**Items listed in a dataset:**
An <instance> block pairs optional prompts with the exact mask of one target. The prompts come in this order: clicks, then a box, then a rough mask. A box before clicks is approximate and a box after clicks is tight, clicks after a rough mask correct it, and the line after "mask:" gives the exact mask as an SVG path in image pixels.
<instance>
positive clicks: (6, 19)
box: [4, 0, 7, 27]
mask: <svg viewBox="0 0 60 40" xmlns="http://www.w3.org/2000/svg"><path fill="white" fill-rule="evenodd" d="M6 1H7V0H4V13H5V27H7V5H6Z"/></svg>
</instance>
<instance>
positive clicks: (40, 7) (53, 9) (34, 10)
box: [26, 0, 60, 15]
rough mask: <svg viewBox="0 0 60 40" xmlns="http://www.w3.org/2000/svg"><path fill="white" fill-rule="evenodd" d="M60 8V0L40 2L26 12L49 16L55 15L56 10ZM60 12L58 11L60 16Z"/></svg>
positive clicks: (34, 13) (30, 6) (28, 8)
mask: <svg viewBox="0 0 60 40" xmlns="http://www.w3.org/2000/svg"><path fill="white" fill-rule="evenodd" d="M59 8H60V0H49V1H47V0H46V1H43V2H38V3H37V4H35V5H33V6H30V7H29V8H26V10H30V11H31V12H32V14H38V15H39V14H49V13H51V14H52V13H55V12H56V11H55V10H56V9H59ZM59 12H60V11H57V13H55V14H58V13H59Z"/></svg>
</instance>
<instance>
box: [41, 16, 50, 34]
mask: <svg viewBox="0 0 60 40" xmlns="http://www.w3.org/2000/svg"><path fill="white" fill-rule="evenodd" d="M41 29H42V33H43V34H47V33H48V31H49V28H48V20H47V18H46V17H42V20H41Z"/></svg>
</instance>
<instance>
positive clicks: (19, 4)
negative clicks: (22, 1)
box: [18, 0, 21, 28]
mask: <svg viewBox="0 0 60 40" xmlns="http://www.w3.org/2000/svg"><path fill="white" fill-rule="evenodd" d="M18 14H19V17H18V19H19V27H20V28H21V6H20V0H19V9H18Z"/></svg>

**WORK TO COMPLETE:**
Take the records shown above and output them again exactly.

**EXERCISE RESULT:**
An <instance> block pairs optional prompts with the exact mask of one target. The prompts come in this order: clicks, then a box, then a rough mask. A box before clicks is approximate and a box after clicks is tight, clicks after a rough mask correct it, and the line after "mask:" gives the exact mask as an SVG path in image pixels.
<instance>
positive clicks: (6, 19)
box: [4, 0, 7, 27]
mask: <svg viewBox="0 0 60 40" xmlns="http://www.w3.org/2000/svg"><path fill="white" fill-rule="evenodd" d="M6 1H7V0H4V13H5V27H7V5H6Z"/></svg>
</instance>
<instance>
positive clicks: (40, 7) (53, 9) (34, 10)
box: [26, 0, 60, 15]
rough mask: <svg viewBox="0 0 60 40" xmlns="http://www.w3.org/2000/svg"><path fill="white" fill-rule="evenodd" d="M60 8V0L40 2L26 12L49 16L55 15L56 10ZM60 12L58 11L60 16Z"/></svg>
positive clicks: (34, 13) (30, 6) (28, 8)
mask: <svg viewBox="0 0 60 40" xmlns="http://www.w3.org/2000/svg"><path fill="white" fill-rule="evenodd" d="M59 8H60V0H49V1H47V0H46V1H43V2H38V3H37V4H35V5H33V6H30V7H29V8H26V10H30V11H31V12H32V14H38V15H39V14H49V13H51V14H52V13H55V12H56V11H55V10H56V9H59ZM59 12H60V11H57V13H55V14H58V13H59Z"/></svg>
</instance>
<instance>
box: [41, 16, 50, 34]
mask: <svg viewBox="0 0 60 40" xmlns="http://www.w3.org/2000/svg"><path fill="white" fill-rule="evenodd" d="M41 29H42V33H43V34H47V33H48V31H49V28H48V20H47V18H46V17H42V20H41Z"/></svg>
</instance>
<instance>
positive clicks: (19, 4)
negative clicks: (22, 1)
box: [18, 0, 21, 28]
mask: <svg viewBox="0 0 60 40" xmlns="http://www.w3.org/2000/svg"><path fill="white" fill-rule="evenodd" d="M18 14H19V17H18V19H19V27H20V28H21V6H20V0H19V9H18Z"/></svg>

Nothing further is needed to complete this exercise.